**TASK INSTRUCTIONS:**
Please extract every line from the rows below and reproduce each one verbatim, leaving nothing out.
───── RECORDS FOR THIS EXERCISE ─────
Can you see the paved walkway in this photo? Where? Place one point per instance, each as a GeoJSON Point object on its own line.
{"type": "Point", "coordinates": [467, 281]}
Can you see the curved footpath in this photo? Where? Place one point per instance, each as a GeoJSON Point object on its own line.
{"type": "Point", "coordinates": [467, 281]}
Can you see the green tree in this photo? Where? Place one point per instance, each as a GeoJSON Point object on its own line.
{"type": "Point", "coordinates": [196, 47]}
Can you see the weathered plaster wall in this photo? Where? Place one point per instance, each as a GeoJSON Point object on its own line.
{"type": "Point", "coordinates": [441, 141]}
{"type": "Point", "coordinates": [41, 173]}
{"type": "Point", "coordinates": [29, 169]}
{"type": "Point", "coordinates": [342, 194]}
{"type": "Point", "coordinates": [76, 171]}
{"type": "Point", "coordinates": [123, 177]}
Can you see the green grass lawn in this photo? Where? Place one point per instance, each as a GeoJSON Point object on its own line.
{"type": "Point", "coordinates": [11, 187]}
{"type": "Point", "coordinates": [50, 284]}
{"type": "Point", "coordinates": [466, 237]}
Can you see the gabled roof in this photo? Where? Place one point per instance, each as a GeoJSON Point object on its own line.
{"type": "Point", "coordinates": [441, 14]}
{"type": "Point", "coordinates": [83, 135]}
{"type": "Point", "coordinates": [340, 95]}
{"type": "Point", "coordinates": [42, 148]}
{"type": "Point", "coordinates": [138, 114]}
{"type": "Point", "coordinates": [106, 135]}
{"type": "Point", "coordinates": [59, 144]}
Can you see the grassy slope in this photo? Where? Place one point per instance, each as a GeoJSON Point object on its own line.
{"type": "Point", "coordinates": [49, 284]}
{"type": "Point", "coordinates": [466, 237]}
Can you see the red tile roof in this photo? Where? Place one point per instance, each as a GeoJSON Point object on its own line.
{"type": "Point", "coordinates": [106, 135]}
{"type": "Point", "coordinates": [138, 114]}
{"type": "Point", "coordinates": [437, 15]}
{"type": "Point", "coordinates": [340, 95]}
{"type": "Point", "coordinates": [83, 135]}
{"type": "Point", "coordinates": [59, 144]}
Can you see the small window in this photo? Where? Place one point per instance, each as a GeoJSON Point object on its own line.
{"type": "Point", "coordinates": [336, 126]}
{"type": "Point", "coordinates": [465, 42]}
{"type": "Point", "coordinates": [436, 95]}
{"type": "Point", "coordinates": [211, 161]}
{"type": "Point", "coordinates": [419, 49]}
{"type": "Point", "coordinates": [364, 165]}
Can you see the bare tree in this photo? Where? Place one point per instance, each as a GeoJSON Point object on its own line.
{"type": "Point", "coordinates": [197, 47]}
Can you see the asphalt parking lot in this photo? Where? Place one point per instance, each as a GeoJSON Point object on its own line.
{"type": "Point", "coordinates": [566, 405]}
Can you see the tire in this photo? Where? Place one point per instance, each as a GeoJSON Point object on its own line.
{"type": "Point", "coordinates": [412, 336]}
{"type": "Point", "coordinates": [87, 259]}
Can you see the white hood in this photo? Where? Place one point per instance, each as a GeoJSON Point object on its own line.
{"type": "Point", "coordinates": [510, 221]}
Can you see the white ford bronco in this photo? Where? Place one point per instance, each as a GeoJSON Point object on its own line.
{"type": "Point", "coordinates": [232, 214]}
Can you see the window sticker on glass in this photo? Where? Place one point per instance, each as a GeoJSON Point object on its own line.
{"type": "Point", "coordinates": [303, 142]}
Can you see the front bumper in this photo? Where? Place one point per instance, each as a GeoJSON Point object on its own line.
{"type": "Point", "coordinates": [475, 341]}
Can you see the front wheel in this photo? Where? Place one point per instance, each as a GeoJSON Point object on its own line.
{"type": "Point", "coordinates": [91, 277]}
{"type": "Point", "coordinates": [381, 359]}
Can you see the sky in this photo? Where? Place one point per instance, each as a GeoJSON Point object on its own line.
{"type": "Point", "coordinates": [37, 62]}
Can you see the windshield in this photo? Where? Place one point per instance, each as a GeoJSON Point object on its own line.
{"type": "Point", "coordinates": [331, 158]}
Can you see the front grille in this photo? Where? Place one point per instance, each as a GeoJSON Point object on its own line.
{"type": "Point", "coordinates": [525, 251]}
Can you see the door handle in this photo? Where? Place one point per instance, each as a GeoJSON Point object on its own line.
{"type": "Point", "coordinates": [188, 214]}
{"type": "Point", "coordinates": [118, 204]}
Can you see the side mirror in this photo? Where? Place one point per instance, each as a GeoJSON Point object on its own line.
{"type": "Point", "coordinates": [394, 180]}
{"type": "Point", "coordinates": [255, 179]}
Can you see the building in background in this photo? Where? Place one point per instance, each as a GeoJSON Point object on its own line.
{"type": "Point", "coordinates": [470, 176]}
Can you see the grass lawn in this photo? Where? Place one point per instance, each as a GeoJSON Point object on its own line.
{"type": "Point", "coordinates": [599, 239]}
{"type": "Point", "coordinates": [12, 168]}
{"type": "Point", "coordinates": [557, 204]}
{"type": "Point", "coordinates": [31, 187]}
─────
**SOLUTION TO THIS TASK:**
Can you see the paved walkway in this photo? Where? Place one point per instance, each as a GeoJSON Point object on its own line.
{"type": "Point", "coordinates": [467, 281]}
Can you see the curved footpath in this photo? Where? Place one point per instance, each as a GeoJSON Point object on its own line.
{"type": "Point", "coordinates": [467, 281]}
Can you see the green tree in this photo? Where? Place one point per instance, each as a GeoJSON Point object on its own line.
{"type": "Point", "coordinates": [196, 47]}
Can you see the weathered plaster wall in this photo? Where? Place one point per instance, each as a GeoJSON Point object on its own line.
{"type": "Point", "coordinates": [441, 141]}
{"type": "Point", "coordinates": [41, 173]}
{"type": "Point", "coordinates": [29, 169]}
{"type": "Point", "coordinates": [342, 194]}
{"type": "Point", "coordinates": [76, 171]}
{"type": "Point", "coordinates": [123, 177]}
Can you see the green grass lawn in this photo? Where? Place one point per instance, each as a GeoJSON Point object on its own line.
{"type": "Point", "coordinates": [11, 187]}
{"type": "Point", "coordinates": [50, 284]}
{"type": "Point", "coordinates": [466, 237]}
Can you see the gabled roof in this photo? Where? Place one point per instance, each as a GeoJSON Point object on its own line.
{"type": "Point", "coordinates": [441, 14]}
{"type": "Point", "coordinates": [83, 135]}
{"type": "Point", "coordinates": [340, 95]}
{"type": "Point", "coordinates": [42, 148]}
{"type": "Point", "coordinates": [138, 114]}
{"type": "Point", "coordinates": [106, 135]}
{"type": "Point", "coordinates": [59, 144]}
Can you see the grassy slope in this photo? Where? Place one point per instance, each as a GeoJSON Point object on its own line.
{"type": "Point", "coordinates": [49, 284]}
{"type": "Point", "coordinates": [466, 237]}
Can you see the red tile roof in this photo? Where? Place one point per instance, each as a GeoJSON Point object on its own line.
{"type": "Point", "coordinates": [106, 135]}
{"type": "Point", "coordinates": [138, 114]}
{"type": "Point", "coordinates": [437, 15]}
{"type": "Point", "coordinates": [340, 95]}
{"type": "Point", "coordinates": [83, 135]}
{"type": "Point", "coordinates": [59, 144]}
Can you see the small window in this photo? Where? Place one point per instance, each as a GeoJSON Point object on its own line.
{"type": "Point", "coordinates": [336, 126]}
{"type": "Point", "coordinates": [465, 42]}
{"type": "Point", "coordinates": [436, 95]}
{"type": "Point", "coordinates": [211, 161]}
{"type": "Point", "coordinates": [419, 49]}
{"type": "Point", "coordinates": [364, 165]}
Can you see the bare tree in this photo? Where? Place one point per instance, each as a GeoJSON Point object on its own line.
{"type": "Point", "coordinates": [197, 47]}
Can you see the asphalt parking lot in this photo? Where? Place one point per instance, each as a GeoJSON Point object on its own line.
{"type": "Point", "coordinates": [566, 405]}
Can you see the tire in this photo? Where? Place one point per instance, each as a GeoJSON Point object on its own line.
{"type": "Point", "coordinates": [412, 336]}
{"type": "Point", "coordinates": [87, 259]}
Can you see the white hood in this photo? Where? Place one point per instance, each as a GeoJSON Point object on its own line.
{"type": "Point", "coordinates": [510, 221]}
Can you see the white ford bronco in this photo? Where? Place one point per instance, each as a GeoJSON Point object on its own line.
{"type": "Point", "coordinates": [232, 214]}
Can you see the window sticker on glass in this photo? Where? Place one point per instance, each as a GeoJSON Point object on its own line.
{"type": "Point", "coordinates": [303, 142]}
Can you see the front bumper in this photo? Where? Place one point per instance, each as a GeoJSON Point object on its own line.
{"type": "Point", "coordinates": [475, 341]}
Can you see the front wheel in this photo? Where? Place one point per instance, each as a GeoJSON Point object on its own line.
{"type": "Point", "coordinates": [91, 277]}
{"type": "Point", "coordinates": [381, 359]}
Can you see the sky in this photo? Where? Place one point per instance, each as a GeoJSON Point object on its own line.
{"type": "Point", "coordinates": [37, 62]}
Can you see the windshield in this photo? Where? Place one point per instance, each as a GeoJSON Point object on its own line.
{"type": "Point", "coordinates": [331, 158]}
Can you see the front grille in this photo? Where? Place one point per instance, each as a GeoJSON Point object on its own line.
{"type": "Point", "coordinates": [525, 251]}
Can you see the door handle in this photo? Where? Place one point per instance, each as a GeoJSON Point object on its own line.
{"type": "Point", "coordinates": [188, 214]}
{"type": "Point", "coordinates": [118, 204]}
Can you see the side mirror in this photo? Where? Place one point per instance, each as a GeoJSON Point object on its own line.
{"type": "Point", "coordinates": [394, 180]}
{"type": "Point", "coordinates": [255, 179]}
Can you see the building in background in this photo? Where? Place one point per instance, each as a GeoJSON Point object on its own line.
{"type": "Point", "coordinates": [470, 176]}
Can you see the grass lawn in this photo? Where? Place one point per instance, each as a GeoJSON Point object on its own line.
{"type": "Point", "coordinates": [599, 239]}
{"type": "Point", "coordinates": [12, 168]}
{"type": "Point", "coordinates": [557, 204]}
{"type": "Point", "coordinates": [31, 187]}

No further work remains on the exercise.